* [Problem]: Using the material below, return exactly the lines between the one holding "short gray hair | locate" and the one holding "necktie | locate", inclusive, and no others.
*** Provided material
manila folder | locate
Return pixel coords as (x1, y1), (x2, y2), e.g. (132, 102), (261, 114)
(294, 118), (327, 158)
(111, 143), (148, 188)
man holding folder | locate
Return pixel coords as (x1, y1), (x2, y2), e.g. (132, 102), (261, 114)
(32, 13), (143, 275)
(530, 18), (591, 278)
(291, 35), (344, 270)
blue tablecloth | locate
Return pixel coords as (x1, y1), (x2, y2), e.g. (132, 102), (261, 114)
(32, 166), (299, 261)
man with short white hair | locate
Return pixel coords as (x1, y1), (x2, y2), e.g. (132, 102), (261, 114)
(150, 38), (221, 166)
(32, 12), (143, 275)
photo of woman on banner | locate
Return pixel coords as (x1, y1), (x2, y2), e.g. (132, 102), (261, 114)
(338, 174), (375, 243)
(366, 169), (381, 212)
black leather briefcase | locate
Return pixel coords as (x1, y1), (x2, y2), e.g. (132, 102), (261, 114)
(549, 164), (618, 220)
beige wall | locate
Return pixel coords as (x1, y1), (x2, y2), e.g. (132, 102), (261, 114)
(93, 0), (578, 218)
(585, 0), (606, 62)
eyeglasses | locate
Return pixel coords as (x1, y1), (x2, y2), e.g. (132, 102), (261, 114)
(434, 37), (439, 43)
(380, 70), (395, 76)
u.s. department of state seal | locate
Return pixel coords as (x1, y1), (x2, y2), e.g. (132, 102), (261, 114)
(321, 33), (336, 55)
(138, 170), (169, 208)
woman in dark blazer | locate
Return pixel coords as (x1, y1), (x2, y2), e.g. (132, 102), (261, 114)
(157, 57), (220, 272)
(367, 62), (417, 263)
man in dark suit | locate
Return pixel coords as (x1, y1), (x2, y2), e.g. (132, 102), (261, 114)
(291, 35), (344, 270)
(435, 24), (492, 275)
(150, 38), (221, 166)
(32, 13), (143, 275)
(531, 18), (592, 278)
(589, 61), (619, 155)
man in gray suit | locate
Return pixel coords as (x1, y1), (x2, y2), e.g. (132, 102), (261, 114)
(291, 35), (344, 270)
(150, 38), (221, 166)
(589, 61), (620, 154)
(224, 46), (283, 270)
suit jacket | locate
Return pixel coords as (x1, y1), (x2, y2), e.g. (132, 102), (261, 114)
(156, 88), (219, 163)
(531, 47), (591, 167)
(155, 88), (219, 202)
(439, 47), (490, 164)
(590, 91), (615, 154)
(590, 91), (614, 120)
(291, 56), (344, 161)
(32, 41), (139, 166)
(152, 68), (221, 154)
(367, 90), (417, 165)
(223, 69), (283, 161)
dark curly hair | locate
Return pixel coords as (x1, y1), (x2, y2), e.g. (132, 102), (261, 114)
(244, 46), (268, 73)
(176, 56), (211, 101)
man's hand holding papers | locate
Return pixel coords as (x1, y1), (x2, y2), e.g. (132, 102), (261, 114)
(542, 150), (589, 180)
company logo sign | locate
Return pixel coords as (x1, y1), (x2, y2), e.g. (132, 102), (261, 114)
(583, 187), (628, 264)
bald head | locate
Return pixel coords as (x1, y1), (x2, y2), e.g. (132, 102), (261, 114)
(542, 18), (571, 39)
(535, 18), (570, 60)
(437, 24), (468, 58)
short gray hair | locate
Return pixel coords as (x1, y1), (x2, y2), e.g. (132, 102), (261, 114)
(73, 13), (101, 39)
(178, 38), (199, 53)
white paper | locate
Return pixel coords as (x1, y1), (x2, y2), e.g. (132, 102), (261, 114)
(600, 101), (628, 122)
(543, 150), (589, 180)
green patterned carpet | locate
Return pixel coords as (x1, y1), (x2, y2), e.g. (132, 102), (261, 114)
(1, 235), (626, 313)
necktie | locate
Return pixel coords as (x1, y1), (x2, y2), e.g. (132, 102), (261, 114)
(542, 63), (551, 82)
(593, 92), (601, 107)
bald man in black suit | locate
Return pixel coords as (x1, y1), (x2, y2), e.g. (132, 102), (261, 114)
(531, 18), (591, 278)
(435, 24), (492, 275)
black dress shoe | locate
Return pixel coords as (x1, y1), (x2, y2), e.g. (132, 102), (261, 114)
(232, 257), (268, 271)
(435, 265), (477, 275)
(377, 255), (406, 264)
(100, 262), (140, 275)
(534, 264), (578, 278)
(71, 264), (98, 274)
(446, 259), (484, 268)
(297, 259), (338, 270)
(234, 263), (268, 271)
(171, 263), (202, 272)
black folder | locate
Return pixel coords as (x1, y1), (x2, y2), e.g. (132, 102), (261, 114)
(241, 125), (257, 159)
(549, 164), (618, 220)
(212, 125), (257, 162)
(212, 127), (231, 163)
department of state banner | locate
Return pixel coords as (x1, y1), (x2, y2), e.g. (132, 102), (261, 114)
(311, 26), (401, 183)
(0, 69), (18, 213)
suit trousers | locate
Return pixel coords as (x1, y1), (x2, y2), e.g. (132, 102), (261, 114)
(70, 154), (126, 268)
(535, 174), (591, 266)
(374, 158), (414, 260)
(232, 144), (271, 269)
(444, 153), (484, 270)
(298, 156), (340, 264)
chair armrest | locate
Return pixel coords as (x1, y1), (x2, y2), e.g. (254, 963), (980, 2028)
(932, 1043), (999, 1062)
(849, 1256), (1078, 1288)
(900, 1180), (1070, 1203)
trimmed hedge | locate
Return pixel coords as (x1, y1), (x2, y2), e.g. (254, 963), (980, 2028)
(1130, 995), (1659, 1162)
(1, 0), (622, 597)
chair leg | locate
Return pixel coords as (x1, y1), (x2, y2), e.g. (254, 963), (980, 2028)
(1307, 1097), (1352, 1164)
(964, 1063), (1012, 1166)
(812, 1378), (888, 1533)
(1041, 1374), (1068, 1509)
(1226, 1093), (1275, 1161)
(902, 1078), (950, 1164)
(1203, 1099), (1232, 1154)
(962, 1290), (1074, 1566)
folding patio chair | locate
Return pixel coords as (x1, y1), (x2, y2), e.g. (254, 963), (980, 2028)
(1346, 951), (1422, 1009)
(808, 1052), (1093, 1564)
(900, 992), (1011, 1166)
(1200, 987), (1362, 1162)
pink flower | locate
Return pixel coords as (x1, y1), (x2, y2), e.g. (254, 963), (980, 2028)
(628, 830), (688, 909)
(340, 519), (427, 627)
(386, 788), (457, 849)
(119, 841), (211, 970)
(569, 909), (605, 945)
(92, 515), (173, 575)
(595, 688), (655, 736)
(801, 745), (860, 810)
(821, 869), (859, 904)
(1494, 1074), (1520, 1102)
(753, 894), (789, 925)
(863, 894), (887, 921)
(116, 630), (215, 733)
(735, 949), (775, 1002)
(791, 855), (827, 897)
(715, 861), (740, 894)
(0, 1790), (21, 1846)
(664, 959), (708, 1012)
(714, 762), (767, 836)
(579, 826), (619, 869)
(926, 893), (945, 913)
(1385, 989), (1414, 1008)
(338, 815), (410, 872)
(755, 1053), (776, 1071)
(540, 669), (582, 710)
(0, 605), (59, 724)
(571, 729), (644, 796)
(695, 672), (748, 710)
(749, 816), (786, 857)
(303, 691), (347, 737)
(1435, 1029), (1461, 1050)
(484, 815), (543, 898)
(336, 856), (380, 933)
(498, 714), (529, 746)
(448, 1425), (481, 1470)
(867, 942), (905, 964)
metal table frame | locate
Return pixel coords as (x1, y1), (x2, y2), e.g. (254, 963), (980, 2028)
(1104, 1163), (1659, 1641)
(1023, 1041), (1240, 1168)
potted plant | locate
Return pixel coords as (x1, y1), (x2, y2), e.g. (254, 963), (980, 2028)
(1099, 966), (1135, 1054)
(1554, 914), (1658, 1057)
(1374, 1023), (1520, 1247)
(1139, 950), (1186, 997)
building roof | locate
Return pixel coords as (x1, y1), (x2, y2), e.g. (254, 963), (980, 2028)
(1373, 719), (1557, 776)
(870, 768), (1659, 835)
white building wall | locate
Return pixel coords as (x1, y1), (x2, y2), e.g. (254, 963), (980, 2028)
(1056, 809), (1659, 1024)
******
* [Response to the task]:
short gray hair | locate
Return pixel coords as (x1, y1), (x2, y2), e.g. (132, 102), (261, 114)
(73, 13), (101, 39)
(178, 38), (199, 53)
white paper | locate
Return pixel coords as (x1, y1), (x2, y2), e.g. (132, 102), (261, 114)
(600, 101), (628, 122)
(543, 150), (589, 180)
green patterned carpet | locate
Return pixel coords as (x1, y1), (x2, y2), e.g. (132, 102), (261, 114)
(1, 235), (626, 313)
necktie | locate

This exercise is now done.